>> START Entries provided

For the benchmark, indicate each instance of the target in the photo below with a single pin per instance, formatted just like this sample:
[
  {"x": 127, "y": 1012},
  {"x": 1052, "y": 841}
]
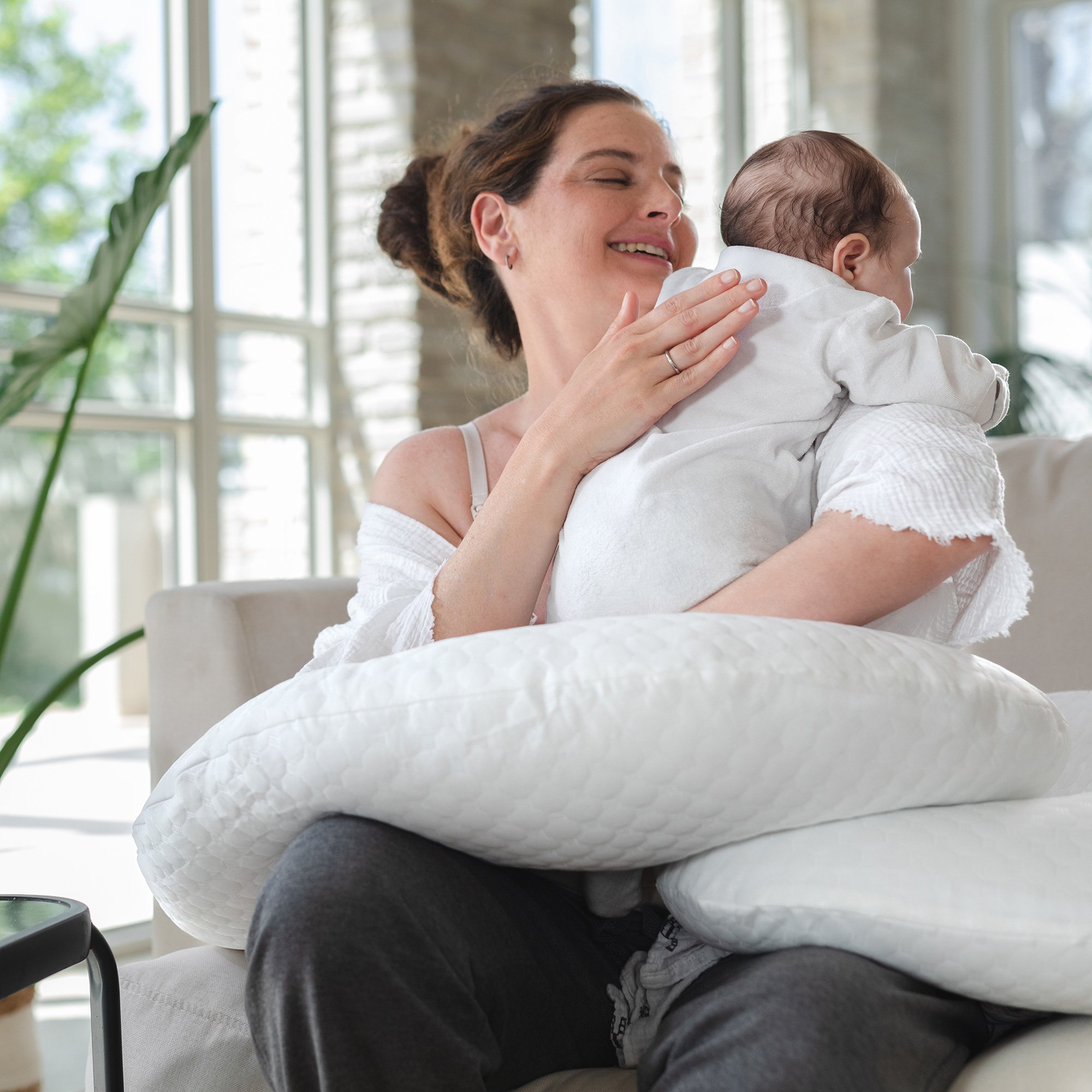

>> END Entries provided

◆ Task to complete ◆
Change "pin" to "marker" throughout the records, keeping everything else as it is, and leave the pictures out of your answer.

◆ Task answer ◆
For the benchmark, indicate each instance of the target in the photo below with a single marker per instance, formatted just like this sample:
[
  {"x": 127, "y": 1012},
  {"x": 1052, "y": 841}
]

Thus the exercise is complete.